##### Task data
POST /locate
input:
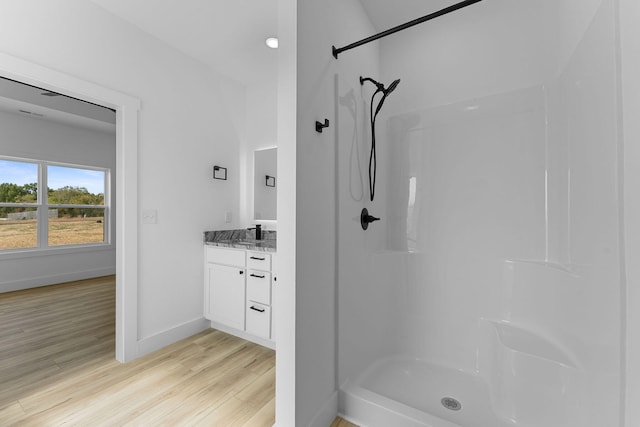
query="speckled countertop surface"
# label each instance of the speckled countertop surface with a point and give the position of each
(241, 239)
##########
■ Task brief ■
Copy out all the entries precisely. No images.

■ Answer section ■
POST /locate
input:
query="speckled countertop surface"
# label each instance of the speckled countertop surface with a point and give the position of each
(241, 239)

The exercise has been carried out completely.